Although the data below holds other lines too, output only those from the line with "of the soccer" up to and including the line with "pickup truck headlight.", exactly as they appear.
Top of GIVEN INFORMATION
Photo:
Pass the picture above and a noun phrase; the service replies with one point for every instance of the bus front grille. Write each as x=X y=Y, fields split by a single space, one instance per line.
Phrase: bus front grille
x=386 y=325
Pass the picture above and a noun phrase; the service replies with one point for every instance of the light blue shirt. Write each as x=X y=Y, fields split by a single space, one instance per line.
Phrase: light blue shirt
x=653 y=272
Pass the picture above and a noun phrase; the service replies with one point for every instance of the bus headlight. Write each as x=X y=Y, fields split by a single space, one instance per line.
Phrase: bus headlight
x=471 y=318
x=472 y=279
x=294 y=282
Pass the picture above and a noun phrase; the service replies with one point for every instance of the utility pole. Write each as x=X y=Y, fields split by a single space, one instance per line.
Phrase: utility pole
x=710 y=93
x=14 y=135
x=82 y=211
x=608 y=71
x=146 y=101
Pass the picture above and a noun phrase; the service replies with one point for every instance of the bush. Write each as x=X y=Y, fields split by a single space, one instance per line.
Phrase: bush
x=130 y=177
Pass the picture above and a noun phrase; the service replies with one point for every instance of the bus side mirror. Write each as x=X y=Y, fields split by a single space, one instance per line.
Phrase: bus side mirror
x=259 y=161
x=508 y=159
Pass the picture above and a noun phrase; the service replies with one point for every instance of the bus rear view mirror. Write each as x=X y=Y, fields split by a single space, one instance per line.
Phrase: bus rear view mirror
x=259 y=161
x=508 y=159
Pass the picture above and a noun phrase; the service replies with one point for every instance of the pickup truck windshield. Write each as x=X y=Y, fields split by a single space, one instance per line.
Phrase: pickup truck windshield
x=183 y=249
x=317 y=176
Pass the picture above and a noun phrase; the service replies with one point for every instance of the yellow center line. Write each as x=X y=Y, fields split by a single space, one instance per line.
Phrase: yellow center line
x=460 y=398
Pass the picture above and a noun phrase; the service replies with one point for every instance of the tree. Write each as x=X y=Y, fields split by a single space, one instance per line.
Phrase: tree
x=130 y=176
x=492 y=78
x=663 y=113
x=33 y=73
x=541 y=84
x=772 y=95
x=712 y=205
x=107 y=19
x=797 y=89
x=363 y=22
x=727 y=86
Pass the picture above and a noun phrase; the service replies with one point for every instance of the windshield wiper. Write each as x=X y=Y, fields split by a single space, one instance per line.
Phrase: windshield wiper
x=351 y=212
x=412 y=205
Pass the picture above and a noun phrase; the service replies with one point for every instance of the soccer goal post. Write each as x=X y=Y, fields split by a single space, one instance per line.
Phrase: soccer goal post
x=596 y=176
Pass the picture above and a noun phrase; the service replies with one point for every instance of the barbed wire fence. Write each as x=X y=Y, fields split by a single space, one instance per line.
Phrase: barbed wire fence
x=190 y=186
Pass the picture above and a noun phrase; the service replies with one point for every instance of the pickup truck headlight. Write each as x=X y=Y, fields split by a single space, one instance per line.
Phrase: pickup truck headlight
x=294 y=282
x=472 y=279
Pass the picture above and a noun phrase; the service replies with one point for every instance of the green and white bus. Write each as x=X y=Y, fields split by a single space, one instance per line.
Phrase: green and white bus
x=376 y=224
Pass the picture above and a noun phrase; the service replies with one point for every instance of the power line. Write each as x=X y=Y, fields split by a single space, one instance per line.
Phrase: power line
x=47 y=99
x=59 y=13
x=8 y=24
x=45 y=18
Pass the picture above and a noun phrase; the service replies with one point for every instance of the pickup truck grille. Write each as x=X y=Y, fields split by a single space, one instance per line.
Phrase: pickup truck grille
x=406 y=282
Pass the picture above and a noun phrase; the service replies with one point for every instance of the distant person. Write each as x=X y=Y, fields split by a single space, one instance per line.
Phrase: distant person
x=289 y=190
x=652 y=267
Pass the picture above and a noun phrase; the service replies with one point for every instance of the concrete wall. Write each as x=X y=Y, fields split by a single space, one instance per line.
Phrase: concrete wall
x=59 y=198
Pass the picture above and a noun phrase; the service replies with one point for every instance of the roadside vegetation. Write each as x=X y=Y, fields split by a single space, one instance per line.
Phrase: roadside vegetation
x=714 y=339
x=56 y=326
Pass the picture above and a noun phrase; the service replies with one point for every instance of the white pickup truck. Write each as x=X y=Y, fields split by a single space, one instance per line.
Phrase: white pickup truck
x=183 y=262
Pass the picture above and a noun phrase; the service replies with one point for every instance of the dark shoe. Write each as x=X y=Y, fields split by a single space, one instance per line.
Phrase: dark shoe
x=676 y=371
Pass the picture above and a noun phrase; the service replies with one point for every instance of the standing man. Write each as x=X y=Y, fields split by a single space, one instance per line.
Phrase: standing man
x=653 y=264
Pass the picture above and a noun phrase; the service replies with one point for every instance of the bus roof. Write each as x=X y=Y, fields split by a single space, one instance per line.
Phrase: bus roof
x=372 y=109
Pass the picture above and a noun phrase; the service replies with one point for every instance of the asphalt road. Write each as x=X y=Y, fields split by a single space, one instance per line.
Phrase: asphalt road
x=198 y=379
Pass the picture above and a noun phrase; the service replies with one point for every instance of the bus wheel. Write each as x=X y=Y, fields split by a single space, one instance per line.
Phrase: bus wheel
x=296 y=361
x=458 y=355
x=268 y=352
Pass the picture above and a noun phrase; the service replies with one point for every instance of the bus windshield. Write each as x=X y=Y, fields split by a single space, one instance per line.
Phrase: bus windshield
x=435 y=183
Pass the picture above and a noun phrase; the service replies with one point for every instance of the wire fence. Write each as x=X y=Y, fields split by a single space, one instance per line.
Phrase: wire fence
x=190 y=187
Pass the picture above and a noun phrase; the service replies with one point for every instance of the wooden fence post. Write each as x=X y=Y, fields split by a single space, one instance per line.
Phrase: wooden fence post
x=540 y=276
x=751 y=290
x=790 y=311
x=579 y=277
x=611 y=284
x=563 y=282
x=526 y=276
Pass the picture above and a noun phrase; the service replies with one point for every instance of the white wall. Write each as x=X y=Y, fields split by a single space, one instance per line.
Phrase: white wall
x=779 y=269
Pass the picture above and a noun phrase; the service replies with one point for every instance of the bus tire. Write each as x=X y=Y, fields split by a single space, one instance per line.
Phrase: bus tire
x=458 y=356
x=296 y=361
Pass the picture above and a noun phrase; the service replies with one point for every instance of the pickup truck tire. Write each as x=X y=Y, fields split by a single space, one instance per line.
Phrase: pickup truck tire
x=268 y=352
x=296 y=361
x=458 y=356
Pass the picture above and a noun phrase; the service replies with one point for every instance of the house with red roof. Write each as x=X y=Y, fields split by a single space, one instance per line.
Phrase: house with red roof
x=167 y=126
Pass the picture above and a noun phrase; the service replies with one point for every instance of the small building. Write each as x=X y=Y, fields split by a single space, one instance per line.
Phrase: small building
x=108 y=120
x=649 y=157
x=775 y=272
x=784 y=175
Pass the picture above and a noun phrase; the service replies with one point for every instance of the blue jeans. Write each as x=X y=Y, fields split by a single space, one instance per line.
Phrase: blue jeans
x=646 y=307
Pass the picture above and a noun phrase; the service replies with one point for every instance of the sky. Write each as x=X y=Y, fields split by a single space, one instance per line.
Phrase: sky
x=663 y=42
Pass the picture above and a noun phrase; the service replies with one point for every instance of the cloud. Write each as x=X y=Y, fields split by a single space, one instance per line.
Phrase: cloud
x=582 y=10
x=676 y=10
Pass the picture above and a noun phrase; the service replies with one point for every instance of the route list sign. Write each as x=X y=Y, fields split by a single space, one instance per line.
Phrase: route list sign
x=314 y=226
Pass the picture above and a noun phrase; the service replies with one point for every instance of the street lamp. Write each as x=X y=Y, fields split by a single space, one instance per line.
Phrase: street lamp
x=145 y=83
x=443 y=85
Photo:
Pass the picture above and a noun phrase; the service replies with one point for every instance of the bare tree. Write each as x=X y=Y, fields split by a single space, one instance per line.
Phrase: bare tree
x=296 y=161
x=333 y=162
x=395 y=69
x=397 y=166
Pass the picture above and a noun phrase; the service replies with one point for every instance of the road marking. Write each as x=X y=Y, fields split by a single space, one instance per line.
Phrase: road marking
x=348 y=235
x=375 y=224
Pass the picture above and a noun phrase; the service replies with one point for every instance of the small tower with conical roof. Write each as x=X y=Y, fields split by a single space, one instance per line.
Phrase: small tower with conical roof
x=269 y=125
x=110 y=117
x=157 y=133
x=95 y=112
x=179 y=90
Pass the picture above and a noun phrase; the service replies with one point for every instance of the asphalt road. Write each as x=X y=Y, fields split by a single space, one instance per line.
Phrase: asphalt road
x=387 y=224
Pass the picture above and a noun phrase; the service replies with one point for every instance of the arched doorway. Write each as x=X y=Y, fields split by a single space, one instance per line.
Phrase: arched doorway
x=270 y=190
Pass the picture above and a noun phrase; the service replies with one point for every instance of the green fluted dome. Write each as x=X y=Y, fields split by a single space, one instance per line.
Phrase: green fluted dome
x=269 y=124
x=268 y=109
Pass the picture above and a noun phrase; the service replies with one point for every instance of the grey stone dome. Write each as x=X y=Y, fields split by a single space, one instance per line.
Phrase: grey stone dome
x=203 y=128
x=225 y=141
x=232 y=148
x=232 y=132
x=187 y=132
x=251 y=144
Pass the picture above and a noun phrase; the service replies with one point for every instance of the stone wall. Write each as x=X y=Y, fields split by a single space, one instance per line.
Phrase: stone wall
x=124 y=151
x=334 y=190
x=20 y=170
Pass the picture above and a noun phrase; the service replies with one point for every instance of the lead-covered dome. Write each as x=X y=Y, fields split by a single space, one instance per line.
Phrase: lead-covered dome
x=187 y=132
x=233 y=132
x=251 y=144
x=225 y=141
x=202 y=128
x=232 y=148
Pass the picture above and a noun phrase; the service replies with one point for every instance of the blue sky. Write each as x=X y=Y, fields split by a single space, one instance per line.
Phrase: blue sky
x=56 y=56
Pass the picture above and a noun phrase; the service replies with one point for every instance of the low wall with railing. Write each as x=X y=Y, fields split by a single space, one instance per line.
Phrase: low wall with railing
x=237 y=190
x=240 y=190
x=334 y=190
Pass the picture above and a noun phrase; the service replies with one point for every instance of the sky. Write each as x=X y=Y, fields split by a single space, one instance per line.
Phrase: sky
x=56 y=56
Bottom of GIVEN INFORMATION
ANSWER BOX
Pass the picture above and a noun phrase; the service replies with one point for every instance of the soccer goal post. Write each as x=X y=Y, fields split by a single space, one instance per line.
Phrase: soccer goal post
x=596 y=176
Pass the picture above and a noun phrase; the service replies with one point for every instance of the barbed wire fence. Write each as x=X y=Y, fields split by a single space, one instance per line.
Phrase: barbed wire fence
x=190 y=186
Pass the picture above and a noun phrase; the service replies with one point for every instance of the pickup truck headlight. Write each as x=X y=Y, fields split by a single space, one instance per line.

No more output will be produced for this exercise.